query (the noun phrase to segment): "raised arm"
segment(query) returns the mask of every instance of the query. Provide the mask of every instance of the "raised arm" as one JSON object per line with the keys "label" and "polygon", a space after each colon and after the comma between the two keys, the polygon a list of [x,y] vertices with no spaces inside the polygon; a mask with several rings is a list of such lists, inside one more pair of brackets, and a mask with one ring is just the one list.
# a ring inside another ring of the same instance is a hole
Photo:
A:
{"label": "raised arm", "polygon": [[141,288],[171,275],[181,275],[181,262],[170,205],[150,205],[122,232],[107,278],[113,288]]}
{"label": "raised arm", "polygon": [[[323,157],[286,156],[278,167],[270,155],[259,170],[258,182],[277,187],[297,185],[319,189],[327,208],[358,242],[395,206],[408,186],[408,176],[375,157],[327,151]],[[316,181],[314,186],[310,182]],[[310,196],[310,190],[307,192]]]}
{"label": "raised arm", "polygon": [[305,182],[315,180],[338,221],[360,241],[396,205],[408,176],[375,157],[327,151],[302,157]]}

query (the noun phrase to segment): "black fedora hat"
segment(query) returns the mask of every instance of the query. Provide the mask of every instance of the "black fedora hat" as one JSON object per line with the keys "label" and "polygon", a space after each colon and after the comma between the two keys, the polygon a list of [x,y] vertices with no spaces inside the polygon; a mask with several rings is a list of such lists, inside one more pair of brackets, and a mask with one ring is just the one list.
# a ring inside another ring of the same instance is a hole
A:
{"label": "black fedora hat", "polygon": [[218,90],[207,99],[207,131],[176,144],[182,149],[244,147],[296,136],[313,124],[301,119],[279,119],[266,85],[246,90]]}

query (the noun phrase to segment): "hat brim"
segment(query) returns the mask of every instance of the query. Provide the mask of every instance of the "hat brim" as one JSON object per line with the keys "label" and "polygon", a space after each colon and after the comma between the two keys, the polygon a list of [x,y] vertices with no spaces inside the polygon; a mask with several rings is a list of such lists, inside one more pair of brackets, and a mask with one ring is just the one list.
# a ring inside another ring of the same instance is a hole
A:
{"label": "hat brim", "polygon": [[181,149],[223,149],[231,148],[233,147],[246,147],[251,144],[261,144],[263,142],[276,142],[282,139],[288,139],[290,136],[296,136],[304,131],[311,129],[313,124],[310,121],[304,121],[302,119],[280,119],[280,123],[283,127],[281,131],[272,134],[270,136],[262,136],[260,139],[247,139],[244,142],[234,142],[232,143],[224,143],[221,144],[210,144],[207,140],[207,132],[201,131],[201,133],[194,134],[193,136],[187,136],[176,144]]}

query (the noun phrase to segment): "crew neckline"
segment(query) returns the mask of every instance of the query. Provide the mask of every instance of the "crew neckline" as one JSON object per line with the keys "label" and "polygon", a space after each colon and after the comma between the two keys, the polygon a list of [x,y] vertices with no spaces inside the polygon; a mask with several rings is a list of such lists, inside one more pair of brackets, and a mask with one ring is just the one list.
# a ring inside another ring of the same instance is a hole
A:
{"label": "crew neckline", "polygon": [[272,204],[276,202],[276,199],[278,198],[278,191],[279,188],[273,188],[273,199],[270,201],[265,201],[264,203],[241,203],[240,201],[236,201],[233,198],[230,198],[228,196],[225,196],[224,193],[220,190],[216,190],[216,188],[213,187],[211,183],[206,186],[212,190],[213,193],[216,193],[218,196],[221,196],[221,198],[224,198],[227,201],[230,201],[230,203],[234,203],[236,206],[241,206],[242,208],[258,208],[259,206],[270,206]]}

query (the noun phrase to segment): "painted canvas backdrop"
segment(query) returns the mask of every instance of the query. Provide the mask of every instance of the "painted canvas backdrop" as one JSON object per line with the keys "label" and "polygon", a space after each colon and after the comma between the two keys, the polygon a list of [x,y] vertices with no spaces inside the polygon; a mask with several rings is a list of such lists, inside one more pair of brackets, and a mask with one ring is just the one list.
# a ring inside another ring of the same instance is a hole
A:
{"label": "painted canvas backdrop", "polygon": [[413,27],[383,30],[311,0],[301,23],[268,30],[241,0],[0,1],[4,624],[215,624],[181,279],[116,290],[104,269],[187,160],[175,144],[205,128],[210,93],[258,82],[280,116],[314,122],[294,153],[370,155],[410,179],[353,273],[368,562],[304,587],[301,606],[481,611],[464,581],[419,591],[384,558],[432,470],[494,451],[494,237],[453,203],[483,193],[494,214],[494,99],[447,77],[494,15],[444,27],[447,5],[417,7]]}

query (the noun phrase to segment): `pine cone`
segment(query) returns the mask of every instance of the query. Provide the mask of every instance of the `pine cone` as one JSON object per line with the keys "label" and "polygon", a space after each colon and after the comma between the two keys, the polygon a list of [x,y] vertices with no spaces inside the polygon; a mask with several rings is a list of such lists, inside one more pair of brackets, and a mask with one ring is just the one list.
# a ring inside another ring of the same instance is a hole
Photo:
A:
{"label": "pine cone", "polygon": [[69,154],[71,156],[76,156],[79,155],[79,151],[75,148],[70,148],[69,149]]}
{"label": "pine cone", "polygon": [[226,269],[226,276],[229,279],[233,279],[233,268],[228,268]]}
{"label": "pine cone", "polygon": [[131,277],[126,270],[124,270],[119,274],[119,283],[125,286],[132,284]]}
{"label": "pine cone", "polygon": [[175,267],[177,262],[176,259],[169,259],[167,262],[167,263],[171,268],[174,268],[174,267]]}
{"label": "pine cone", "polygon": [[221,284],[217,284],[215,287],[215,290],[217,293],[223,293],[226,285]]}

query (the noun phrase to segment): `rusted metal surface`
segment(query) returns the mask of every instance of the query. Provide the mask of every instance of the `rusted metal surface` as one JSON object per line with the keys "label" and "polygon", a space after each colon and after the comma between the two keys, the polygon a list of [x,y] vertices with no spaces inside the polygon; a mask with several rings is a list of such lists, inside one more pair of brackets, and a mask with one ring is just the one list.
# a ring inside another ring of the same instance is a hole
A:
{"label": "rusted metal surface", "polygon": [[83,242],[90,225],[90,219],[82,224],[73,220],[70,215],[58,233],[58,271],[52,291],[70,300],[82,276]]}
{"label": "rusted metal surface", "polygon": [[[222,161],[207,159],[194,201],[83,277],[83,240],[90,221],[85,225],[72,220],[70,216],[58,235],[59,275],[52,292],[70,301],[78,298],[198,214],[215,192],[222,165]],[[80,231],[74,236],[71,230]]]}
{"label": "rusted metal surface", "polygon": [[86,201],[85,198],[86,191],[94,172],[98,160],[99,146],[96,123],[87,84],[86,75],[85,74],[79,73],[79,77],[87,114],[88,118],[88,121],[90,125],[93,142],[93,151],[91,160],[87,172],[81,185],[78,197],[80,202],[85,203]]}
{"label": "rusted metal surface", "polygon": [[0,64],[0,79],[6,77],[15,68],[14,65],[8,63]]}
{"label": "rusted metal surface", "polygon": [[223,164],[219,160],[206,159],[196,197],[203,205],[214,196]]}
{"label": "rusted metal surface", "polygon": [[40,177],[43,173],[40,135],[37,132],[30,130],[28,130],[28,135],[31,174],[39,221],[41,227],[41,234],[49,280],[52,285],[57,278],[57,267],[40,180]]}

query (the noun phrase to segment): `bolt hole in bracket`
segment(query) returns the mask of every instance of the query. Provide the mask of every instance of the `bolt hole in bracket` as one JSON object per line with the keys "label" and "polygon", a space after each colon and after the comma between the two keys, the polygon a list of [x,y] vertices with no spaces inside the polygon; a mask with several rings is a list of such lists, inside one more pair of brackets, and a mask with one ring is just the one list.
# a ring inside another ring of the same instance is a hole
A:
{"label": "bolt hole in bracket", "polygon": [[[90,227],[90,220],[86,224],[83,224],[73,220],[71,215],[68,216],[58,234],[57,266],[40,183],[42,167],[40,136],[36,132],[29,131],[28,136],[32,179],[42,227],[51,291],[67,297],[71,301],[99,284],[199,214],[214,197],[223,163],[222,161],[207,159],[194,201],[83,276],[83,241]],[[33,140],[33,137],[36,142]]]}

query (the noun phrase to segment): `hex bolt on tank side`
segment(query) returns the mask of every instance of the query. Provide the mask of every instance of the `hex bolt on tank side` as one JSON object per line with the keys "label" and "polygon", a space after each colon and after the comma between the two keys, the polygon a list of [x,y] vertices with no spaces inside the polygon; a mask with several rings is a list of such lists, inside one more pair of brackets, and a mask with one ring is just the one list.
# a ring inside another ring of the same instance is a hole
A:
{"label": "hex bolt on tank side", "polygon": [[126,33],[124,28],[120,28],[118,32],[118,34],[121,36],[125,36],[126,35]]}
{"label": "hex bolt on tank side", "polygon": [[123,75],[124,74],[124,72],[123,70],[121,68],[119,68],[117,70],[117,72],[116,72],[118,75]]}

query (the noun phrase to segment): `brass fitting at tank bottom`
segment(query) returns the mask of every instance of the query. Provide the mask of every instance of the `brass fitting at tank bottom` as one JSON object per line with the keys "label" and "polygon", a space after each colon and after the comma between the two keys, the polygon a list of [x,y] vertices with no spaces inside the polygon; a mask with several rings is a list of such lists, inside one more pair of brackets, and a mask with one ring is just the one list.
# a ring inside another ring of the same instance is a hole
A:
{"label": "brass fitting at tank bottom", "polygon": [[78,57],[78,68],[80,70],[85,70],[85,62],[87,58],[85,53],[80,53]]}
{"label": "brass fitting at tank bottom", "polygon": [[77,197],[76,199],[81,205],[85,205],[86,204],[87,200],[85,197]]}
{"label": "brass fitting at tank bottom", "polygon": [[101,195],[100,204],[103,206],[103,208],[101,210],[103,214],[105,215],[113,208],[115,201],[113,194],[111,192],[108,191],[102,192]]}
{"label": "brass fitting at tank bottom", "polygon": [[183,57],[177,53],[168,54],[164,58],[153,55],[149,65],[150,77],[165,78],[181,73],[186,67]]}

____________________

> Given task
Locate each row above that contains the string "black" and copy every such row in full. Matching is case-sensitive.

> Response to the task
query (the noun phrase to segment): "black fedora hat"
segment(query) returns the mask of every instance of the query. Provide the mask of every instance of the "black fedora hat" as one JSON object per line with the keys "label" and "polygon", a space after each colon and after the comma between the two keys, the polygon a list of [x,y] vertices with no spaces inside the polygon; a mask with several rings is a list of such lists, inside one more pair of brackets, and a mask with one ring is just the one list.
{"label": "black fedora hat", "polygon": [[218,90],[207,99],[207,131],[176,144],[182,149],[244,147],[296,136],[313,124],[301,119],[279,119],[266,85],[246,90]]}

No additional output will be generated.